• The task
Return the lines beginning at the one that contains "of the yellow" and continuing to the end of the entries, including both ends, exactly as written and nothing else.

-- Start of Extracted records --

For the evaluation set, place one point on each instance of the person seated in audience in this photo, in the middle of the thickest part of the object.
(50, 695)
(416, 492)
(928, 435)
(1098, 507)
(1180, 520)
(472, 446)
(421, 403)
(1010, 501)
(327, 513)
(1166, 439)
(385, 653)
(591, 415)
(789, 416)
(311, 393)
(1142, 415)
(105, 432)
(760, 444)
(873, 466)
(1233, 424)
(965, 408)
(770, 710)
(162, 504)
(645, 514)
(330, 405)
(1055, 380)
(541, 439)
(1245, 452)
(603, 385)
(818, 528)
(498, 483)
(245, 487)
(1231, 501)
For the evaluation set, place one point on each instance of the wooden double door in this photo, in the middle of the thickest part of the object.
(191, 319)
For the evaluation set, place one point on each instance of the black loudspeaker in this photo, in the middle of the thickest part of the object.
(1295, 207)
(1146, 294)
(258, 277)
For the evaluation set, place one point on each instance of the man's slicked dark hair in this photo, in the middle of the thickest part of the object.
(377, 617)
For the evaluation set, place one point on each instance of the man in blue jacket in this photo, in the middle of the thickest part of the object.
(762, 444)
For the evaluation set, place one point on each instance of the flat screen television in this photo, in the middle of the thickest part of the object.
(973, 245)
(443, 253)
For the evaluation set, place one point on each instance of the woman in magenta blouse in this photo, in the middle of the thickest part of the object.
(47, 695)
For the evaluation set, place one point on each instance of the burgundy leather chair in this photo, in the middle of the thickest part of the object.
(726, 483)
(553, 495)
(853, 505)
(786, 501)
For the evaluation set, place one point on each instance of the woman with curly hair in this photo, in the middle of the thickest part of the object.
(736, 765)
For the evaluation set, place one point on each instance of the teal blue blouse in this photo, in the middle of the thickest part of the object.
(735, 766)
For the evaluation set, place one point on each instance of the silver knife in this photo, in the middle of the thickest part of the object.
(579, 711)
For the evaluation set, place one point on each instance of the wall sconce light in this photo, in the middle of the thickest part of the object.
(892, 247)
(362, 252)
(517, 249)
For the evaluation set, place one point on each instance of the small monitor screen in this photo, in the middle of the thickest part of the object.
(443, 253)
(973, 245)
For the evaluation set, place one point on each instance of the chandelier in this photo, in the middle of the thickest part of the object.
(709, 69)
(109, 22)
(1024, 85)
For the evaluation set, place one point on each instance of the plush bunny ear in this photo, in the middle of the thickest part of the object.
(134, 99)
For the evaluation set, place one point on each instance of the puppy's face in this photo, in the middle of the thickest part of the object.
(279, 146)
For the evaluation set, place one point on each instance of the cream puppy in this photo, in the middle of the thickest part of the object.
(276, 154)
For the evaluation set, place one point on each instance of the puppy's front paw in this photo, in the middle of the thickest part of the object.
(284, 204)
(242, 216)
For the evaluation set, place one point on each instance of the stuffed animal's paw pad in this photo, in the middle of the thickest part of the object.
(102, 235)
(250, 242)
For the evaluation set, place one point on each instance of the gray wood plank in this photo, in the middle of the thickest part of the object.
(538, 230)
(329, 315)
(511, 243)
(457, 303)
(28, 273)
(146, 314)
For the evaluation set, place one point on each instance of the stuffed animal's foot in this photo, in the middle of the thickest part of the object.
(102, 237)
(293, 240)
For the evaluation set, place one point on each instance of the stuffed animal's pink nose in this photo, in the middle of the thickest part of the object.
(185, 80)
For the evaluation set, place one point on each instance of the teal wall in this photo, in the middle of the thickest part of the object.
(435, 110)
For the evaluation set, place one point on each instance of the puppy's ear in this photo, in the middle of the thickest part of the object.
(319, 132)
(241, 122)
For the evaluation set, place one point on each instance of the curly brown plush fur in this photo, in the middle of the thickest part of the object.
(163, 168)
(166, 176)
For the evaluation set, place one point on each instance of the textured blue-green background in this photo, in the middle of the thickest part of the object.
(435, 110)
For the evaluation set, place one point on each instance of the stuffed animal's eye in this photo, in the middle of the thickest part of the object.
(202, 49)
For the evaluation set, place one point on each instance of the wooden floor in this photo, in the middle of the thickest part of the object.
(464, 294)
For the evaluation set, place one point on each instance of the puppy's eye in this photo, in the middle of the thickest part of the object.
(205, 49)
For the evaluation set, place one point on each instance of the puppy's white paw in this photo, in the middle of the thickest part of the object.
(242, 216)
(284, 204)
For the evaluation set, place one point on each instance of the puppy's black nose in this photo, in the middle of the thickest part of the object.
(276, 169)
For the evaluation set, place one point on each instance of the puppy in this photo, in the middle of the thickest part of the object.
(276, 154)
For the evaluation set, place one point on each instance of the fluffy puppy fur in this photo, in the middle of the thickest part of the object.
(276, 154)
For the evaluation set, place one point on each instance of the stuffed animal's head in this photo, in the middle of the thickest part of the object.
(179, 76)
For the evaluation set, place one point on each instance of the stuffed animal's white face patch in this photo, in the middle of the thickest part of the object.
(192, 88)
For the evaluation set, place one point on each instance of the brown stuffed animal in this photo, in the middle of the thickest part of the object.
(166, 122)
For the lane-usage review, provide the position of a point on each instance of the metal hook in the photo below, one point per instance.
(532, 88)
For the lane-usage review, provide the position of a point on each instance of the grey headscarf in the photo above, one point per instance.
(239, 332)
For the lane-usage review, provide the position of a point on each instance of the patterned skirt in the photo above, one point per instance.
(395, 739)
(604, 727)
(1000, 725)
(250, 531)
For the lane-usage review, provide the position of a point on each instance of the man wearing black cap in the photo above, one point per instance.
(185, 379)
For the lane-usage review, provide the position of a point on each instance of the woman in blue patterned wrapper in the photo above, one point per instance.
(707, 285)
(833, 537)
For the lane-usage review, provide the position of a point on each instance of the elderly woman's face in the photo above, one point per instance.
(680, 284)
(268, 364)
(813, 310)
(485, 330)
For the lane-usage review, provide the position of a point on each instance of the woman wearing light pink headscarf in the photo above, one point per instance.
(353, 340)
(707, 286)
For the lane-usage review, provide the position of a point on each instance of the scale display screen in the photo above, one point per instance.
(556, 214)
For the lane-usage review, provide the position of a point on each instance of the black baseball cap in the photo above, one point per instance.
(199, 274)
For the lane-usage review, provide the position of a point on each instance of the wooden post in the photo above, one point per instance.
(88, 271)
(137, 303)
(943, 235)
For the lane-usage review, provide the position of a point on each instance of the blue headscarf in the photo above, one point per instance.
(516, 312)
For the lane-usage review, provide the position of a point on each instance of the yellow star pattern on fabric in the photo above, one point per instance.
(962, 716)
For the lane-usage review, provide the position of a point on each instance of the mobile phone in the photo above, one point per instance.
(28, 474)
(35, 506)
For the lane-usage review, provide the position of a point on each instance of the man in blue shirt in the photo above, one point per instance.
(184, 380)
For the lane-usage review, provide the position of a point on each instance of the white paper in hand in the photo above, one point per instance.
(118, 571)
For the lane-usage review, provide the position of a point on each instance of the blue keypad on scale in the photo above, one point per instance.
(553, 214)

-- End of Extracted records --

• Task response
For the lane-usage review, provide the position of a point on each instance of the yellow star pattern on fabric in the photo above, one point per instance.
(962, 716)
For the lane-usage review, provide the position of a point on each instance of the mobile phone in the photo above, one point per instance.
(28, 474)
(35, 506)
For the lane-usage review, provide the position of a point on each instance of the man in blue shirt in the photo above, one point per instance.
(184, 380)
For the lane-usage review, provide the position of a point on each instance of the white paper in hand in the photo above, one point per instance.
(118, 571)
For the lane-usage review, provide the position of a point on each instance of the blue keypad on scale in the photo above, one point per instance.
(553, 214)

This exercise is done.